RECORDS FOR THIS EXERCISE:
____

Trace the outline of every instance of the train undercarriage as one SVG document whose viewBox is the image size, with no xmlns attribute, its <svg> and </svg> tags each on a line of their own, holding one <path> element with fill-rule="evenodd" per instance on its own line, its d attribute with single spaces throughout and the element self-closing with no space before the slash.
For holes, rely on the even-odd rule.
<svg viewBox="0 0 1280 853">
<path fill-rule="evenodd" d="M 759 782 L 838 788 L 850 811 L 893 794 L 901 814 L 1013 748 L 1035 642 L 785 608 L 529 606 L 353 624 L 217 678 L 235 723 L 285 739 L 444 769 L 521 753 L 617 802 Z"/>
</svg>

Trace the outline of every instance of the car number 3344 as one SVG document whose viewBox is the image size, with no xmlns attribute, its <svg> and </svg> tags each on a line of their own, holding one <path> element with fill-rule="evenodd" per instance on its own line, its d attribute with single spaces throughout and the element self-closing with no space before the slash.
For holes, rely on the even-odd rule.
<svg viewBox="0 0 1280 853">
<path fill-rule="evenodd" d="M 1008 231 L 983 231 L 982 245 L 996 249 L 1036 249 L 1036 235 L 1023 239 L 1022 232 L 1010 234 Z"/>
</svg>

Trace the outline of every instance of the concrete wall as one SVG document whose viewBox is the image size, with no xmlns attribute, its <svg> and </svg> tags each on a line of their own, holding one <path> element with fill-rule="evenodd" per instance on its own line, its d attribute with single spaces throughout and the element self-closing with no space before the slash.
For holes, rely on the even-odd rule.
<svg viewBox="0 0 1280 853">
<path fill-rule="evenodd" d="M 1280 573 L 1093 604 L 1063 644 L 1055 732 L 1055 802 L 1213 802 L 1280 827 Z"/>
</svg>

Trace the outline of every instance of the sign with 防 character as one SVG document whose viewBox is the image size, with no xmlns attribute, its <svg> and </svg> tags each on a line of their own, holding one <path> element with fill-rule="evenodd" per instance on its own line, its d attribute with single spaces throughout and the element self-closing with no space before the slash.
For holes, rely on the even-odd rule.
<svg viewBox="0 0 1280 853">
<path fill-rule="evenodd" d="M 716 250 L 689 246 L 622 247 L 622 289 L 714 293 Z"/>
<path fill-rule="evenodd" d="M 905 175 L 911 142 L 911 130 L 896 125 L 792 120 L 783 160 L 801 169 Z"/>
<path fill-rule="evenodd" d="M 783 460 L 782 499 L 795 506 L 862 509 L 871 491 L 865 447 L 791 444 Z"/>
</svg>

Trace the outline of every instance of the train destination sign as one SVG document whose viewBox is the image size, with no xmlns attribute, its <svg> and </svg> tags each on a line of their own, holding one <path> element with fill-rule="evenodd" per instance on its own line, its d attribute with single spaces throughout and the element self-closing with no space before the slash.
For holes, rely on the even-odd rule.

____

Check every line of the records above for the string "sign". Copy those that hold it.

Trace the outline of every instance of the sign with 防 character as one SVG document whose viewBox is the image size, with no xmlns attribute, its <svg> and </svg> tags each on a line of their own, holding one <path> element with fill-rule="evenodd" per instance on its own line, its d attribute with single spaces throughout and the element self-closing with no space before the slash.
Trace the outline of every instance of the train destination sign as one SVG document whose viewBox is the image size, with no xmlns attribute, its <svg> and </svg> tags each on a line of their own, holding one <path> element with fill-rule="evenodd" per instance on its own line, its d attribute with single spaces throughout and the element self-closing with no space before the slash.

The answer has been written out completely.